What the task asks:
Write out every record below exactly as it appears.

-=-=-=-=-

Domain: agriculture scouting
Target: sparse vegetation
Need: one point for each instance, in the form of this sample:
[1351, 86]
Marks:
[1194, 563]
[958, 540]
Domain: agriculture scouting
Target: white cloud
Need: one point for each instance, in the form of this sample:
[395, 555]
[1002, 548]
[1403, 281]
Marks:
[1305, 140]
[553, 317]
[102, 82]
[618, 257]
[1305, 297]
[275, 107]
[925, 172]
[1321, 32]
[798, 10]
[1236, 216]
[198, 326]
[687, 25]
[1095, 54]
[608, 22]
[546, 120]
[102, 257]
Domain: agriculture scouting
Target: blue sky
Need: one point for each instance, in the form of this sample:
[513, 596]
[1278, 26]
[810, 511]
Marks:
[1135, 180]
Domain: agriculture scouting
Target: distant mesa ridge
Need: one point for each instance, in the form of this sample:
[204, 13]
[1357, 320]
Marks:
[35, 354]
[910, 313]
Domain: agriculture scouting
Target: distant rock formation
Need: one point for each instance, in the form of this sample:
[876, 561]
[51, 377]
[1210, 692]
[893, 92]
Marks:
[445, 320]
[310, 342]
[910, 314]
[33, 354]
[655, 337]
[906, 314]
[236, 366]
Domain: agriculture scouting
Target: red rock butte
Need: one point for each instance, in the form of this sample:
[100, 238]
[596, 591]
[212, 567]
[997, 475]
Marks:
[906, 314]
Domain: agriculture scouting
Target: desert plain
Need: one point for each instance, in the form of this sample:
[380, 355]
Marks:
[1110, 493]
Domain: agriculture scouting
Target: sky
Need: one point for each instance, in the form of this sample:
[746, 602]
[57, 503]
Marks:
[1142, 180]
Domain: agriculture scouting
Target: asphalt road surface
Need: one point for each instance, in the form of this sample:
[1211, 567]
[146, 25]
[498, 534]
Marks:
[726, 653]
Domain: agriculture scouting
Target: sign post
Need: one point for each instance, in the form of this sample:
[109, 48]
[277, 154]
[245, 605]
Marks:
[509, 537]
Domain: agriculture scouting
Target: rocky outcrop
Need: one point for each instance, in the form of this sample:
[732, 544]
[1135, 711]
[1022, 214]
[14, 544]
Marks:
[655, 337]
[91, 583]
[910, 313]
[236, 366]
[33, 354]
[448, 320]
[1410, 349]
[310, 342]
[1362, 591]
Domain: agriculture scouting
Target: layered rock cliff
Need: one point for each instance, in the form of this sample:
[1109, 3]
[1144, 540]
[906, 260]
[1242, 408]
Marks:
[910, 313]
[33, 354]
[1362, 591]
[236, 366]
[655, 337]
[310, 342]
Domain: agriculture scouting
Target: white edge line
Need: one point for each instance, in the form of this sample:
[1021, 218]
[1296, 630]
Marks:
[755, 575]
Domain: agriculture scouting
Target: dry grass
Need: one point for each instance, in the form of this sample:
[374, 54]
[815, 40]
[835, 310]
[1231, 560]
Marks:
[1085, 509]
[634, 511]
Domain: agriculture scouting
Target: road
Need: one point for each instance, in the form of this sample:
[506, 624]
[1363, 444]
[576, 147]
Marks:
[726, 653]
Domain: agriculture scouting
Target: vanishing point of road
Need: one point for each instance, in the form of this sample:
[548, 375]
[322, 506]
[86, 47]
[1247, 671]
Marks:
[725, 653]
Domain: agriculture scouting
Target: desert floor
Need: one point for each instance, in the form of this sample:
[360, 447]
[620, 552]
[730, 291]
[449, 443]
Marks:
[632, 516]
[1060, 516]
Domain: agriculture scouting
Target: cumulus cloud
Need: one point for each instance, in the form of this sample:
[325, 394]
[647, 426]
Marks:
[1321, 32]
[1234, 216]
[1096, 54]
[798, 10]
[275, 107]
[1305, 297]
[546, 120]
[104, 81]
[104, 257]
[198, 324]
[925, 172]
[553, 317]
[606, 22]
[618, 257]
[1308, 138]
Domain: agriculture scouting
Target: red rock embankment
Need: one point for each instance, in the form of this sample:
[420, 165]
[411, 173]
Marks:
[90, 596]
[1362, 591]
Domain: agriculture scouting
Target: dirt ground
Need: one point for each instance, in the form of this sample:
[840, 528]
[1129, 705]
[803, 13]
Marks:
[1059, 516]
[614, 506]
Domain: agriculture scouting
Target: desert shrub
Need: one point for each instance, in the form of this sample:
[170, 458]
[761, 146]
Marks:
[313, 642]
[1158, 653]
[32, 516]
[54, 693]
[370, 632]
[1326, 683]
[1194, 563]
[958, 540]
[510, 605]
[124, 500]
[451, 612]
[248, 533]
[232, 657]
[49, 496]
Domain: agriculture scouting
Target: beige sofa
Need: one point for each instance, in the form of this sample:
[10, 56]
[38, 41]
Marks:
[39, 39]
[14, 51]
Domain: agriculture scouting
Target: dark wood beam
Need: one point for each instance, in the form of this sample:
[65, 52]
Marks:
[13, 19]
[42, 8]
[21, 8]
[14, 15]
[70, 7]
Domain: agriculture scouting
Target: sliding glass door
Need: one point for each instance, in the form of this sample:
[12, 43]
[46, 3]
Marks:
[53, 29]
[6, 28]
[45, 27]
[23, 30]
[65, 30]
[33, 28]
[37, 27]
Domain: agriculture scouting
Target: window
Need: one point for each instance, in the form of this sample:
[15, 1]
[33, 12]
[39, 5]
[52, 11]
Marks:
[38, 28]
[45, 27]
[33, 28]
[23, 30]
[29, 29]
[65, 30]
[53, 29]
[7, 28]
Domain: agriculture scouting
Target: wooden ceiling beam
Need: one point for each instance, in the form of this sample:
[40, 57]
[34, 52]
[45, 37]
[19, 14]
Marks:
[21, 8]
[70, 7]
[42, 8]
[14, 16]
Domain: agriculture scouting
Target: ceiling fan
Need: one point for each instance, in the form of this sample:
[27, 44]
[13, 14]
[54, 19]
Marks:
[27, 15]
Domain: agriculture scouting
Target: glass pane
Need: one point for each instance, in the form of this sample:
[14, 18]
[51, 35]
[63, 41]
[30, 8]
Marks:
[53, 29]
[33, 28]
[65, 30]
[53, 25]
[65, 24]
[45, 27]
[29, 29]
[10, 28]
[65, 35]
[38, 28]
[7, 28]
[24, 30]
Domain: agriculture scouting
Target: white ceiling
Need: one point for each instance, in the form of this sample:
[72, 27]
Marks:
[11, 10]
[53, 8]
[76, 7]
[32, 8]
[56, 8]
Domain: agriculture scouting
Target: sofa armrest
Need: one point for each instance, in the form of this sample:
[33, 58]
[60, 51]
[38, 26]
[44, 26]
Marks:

-=-=-=-=-

Complete output:
Domain: agriculture scouting
Target: sparse vegetation
Need: one point for each instance, in the form of this sample:
[1351, 86]
Marks:
[1194, 563]
[958, 540]
Domain: agriculture scouting
Target: white cloud
Need: one point for each instance, in the form of this sample:
[395, 555]
[1002, 548]
[1403, 281]
Marks:
[1305, 140]
[553, 317]
[102, 82]
[618, 257]
[1305, 297]
[275, 107]
[925, 172]
[1321, 32]
[798, 10]
[1236, 216]
[198, 326]
[687, 25]
[1095, 54]
[608, 22]
[546, 120]
[102, 257]
Domain: agriculture scouting
Target: blue sky
Need: one point for each instance, in the form of this sample:
[513, 596]
[1278, 26]
[810, 511]
Marks:
[1135, 180]
Domain: agriculture scouting
Target: distant mesa ridge
Need: one point for each instance, in the form of this sample:
[204, 13]
[1357, 320]
Marks:
[35, 354]
[910, 313]
Domain: agriculture scouting
Target: distant rock formation
Need: one point for each instance, in the form of this sample:
[876, 561]
[51, 377]
[1210, 692]
[893, 92]
Marks:
[445, 320]
[310, 342]
[910, 314]
[33, 354]
[655, 337]
[906, 314]
[236, 366]
Domain: agriculture scouting
Target: red rock butte
Need: one point for each instance, in the form of this sample:
[100, 238]
[596, 591]
[212, 567]
[997, 475]
Marks:
[906, 314]
Domain: agriculture scouting
Target: desert plain
Need: one point for each instance, in the form of this sample:
[380, 355]
Marks:
[1110, 493]
Domain: agriculture scouting
Target: sky
Need: one point for each instance, in the form of this sample:
[746, 602]
[57, 503]
Marks:
[1142, 180]
Domain: agriculture scouting
Target: asphalt road surface
Need: one point for each instance, in the form of this sample:
[1211, 567]
[146, 25]
[498, 534]
Marks:
[726, 653]
Domain: agriculture scouting
Target: sign post
Need: one point for each instance, in the form of this sample:
[109, 48]
[277, 154]
[245, 605]
Marks:
[509, 537]
Domain: agriculture scouting
Target: rocky outcrop
Need: one point for each instance, in the form of this sample:
[732, 544]
[1135, 711]
[1022, 214]
[14, 544]
Marks:
[655, 337]
[91, 583]
[910, 313]
[236, 366]
[33, 354]
[448, 320]
[1410, 349]
[310, 342]
[1362, 591]
Domain: agriculture scouting
Target: layered rock cliff
Need: one point for each instance, in the form of this sample:
[1109, 3]
[1144, 540]
[906, 260]
[1242, 408]
Marks:
[910, 313]
[33, 354]
[1362, 591]
[236, 366]
[655, 337]
[310, 342]
Domain: agriculture scouting
Target: white edge line
Need: one point for each instance, in the form of this sample:
[1021, 218]
[1296, 630]
Marks:
[755, 575]
Domain: agriculture scouting
Target: dry grass
Need: one point for each instance, in the form of this sample:
[374, 54]
[815, 40]
[835, 310]
[1231, 560]
Marks:
[1085, 509]
[634, 511]
Domain: agriculture scouting
Target: road
Need: one point for each instance, in the form of this sample:
[506, 624]
[1363, 444]
[576, 147]
Marks:
[726, 653]
Domain: agriculture scouting
Target: vanishing point of road
Need: one point for each instance, in the form of this sample:
[548, 375]
[322, 506]
[86, 47]
[1247, 671]
Marks:
[725, 653]
Domain: agriculture scouting
Target: desert floor
Need: one point for each instance, in the form of this sample:
[360, 447]
[620, 552]
[730, 291]
[449, 443]
Marks:
[632, 516]
[1060, 516]
Domain: agriculture scouting
Target: cumulus cloud
Need: one point for each instance, in the form of this sample:
[325, 394]
[647, 426]
Marks:
[1321, 32]
[1234, 216]
[1096, 54]
[798, 10]
[275, 107]
[1305, 297]
[546, 120]
[104, 81]
[104, 257]
[198, 324]
[925, 172]
[553, 317]
[606, 22]
[618, 257]
[1308, 138]
Domain: agriculture scouting
Target: red rock embankment
Need: one point for each instance, in the form of this sample:
[420, 165]
[411, 173]
Marks:
[90, 596]
[1362, 591]
Domain: agriculture scouting
Target: dirt ground
Need: one point for each instance, in the form of this sample:
[840, 528]
[1129, 705]
[803, 13]
Marks:
[1059, 516]
[614, 506]
Domain: agriculture scouting
Target: desert shrub
Need: one point for each instance, in the form of this sample:
[170, 458]
[761, 146]
Marks:
[313, 642]
[1158, 653]
[32, 516]
[54, 693]
[370, 632]
[1326, 683]
[1194, 563]
[958, 540]
[510, 605]
[124, 500]
[451, 612]
[248, 533]
[232, 657]
[49, 496]
Domain: agriculture scouting
Target: beige sofa
Need: one point for each instance, in the form of this sample:
[10, 56]
[38, 41]
Marks:
[39, 39]
[14, 51]
Domain: agriculture scouting
Target: dark wood beam
Need: one point for each instance, in the form of this sample:
[65, 52]
Marks:
[13, 19]
[42, 8]
[21, 8]
[14, 15]
[70, 7]
Domain: agriculture scouting
Target: sliding glass door
Need: one point for each instance, in the form of this sample:
[12, 43]
[46, 3]
Marks:
[53, 29]
[6, 28]
[45, 27]
[23, 30]
[65, 30]
[33, 28]
[37, 27]
Domain: agriculture scouting
Target: window
Need: one point for each instance, in the form of this sample:
[15, 1]
[33, 12]
[39, 5]
[52, 11]
Marks:
[38, 28]
[45, 27]
[33, 28]
[23, 30]
[29, 29]
[65, 30]
[53, 29]
[7, 28]
Domain: agriculture scouting
Target: wooden ceiling beam
Need: one point for each instance, in the form of this sample:
[40, 57]
[34, 52]
[45, 37]
[19, 14]
Marks:
[21, 8]
[70, 7]
[42, 8]
[14, 16]
Domain: agriculture scouting
Target: ceiling fan
Need: one point for each instance, in the form of this sample:
[27, 44]
[13, 14]
[54, 19]
Marks:
[27, 15]
Domain: agriculture scouting
Target: glass pane
Need: one point for each instance, in the form of this sample:
[14, 18]
[51, 35]
[63, 41]
[30, 8]
Marks:
[53, 29]
[33, 28]
[65, 30]
[53, 25]
[65, 24]
[45, 27]
[29, 29]
[10, 28]
[65, 35]
[38, 28]
[7, 28]
[24, 30]
Domain: agriculture scouting
Target: white ceiling
Need: one point for each instance, in the form of this sample:
[72, 27]
Marks:
[11, 10]
[53, 8]
[76, 7]
[32, 8]
[56, 8]
Domain: agriculture scouting
Target: sofa armrest
Need: one point for each instance, in the form of this sample:
[33, 58]
[60, 51]
[38, 26]
[44, 26]
Marks:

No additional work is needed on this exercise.